***** STUDY TEXT

On the surface these things might seem quite innocuous, but in reality they only serve to clog up the mind of a Borderline and send them in every direction except straight forward. It’s possible this could be a product of Attention Deficit Disorder (and/or Hyperactivity), or even some form of Obsessive Compulsive Disorder. Speaking for myself, however, I’ve never had a diagnosis of those conditions, so I tend to conclude that my BPD is scrambling the signals in my mind.

Here are a few examples from my own life, from harmless to serious:

  • The Impulse to rid my surroundings of annoying insects – Sometimes I’ll be working at my computer, and I’ll hear a mosquito buzz in my ear. Like anyone else, I initially shoo it away. A few minutes later, the bug returns and starts buzzing again. I hate mosquitoes and they make me crazy. So, instead of just ignoring the situation and continuing with my work, I immediately drop everything and spend 30 minutes hunting down the mosquito as it flies around my room. I don’t feel “relieved” of this impulse until there’s a dead bug on the ground. All this fuss creates unnecessary stress and wastes time.

**********

● WHAT TO DO
**a.** From the BPD passage above, extract word for word the part that begins with the words containing "Here are a few" and ends with "and wastes time.".
**b.** Extend the BPD passage above, picking up right after its final sentence.
The listing here was drawn from a separate source.

***** DATASET ENTRIES

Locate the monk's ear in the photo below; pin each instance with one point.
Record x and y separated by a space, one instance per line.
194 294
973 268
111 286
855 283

**********
***** DATASET ENTRIES

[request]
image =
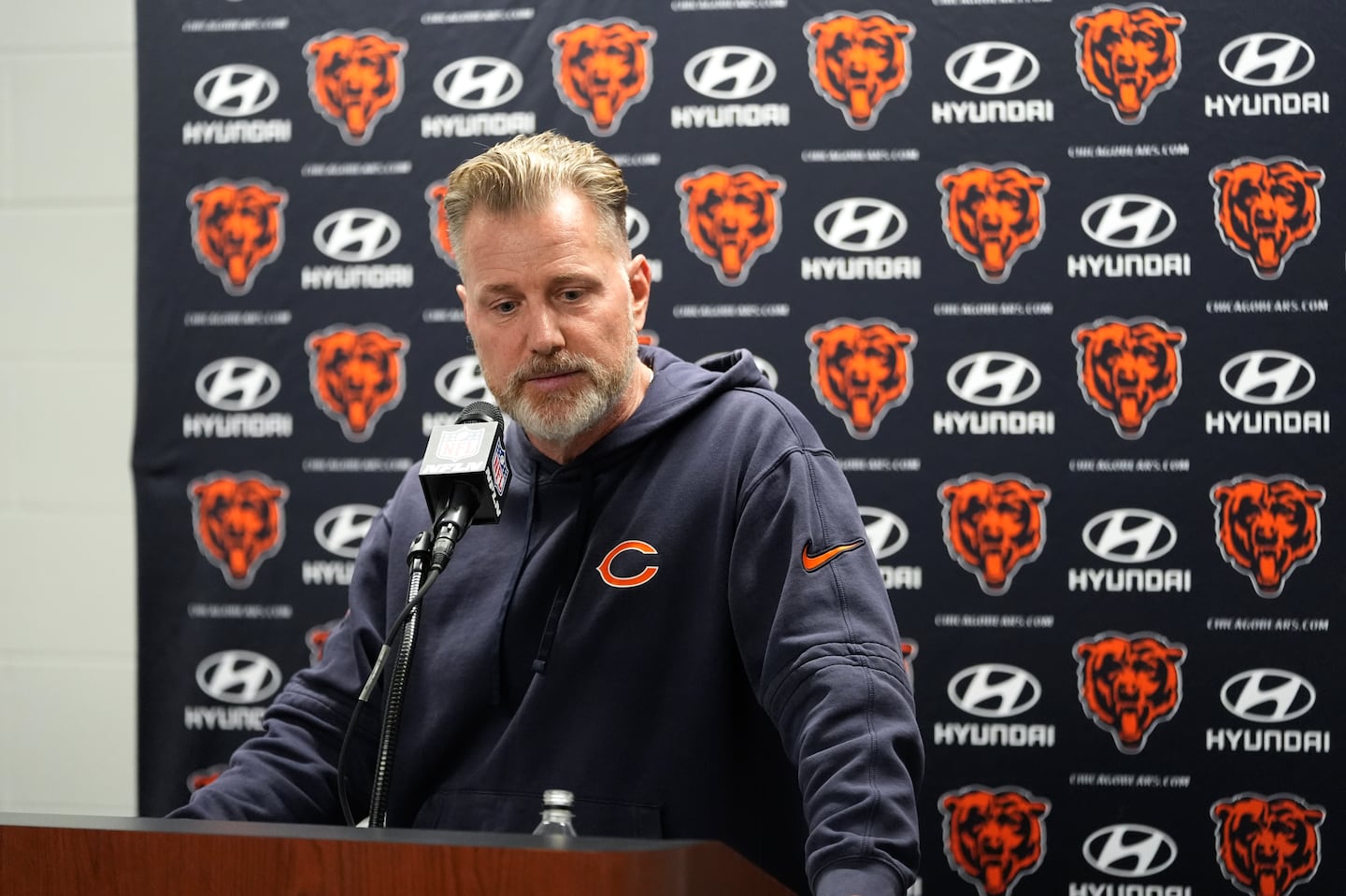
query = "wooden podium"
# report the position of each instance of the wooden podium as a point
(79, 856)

**********

● RESPONSES PER TASK
**a.**
Here are a few examples from my own life, from harmless to serious:

  • The Impulse to rid my surroundings of annoying insects – Sometimes I’ll be working at my computer, and I’ll hear a mosquito buzz in my ear. Like anyone else, I initially shoo it away. A few minutes later, the bug returns and starts buzzing again. I hate mosquitoes and they make me crazy. So, instead of just ignoring the situation and continuing with my work, I immediately drop everything and spend 30 minutes hunting down the mosquito as it flies around my room. I don’t feel “relieved” of this impulse until there’s a dead bug on the ground. All this fuss creates unnecessary stress and wastes time.

**b.**
  • The Impulse to go to the bathroom even though it’s not urgent – After working all day, I like to watch TV in the evenings. I use this time to relax and unwind, and maybe even have a laugh if I’m watching a sitcom. I tell myself to hunker down in my chair and enjoy the free time away from life and my job. Ultimately, instead of just watching TV for an hour and going to bed, I find myself getting up and going to the bathroom (even during the shows, not just at commercial breaks) even if it’s not an emergency. The sudden urge to urinate passes through my mind, and instead of putting it aside for another hour, I feel the unabating need to get out out of my chair and “break up” my relaxation time. The end result produces free time that wasn’t really “free”, because I wasn’t allowing myself to unwind.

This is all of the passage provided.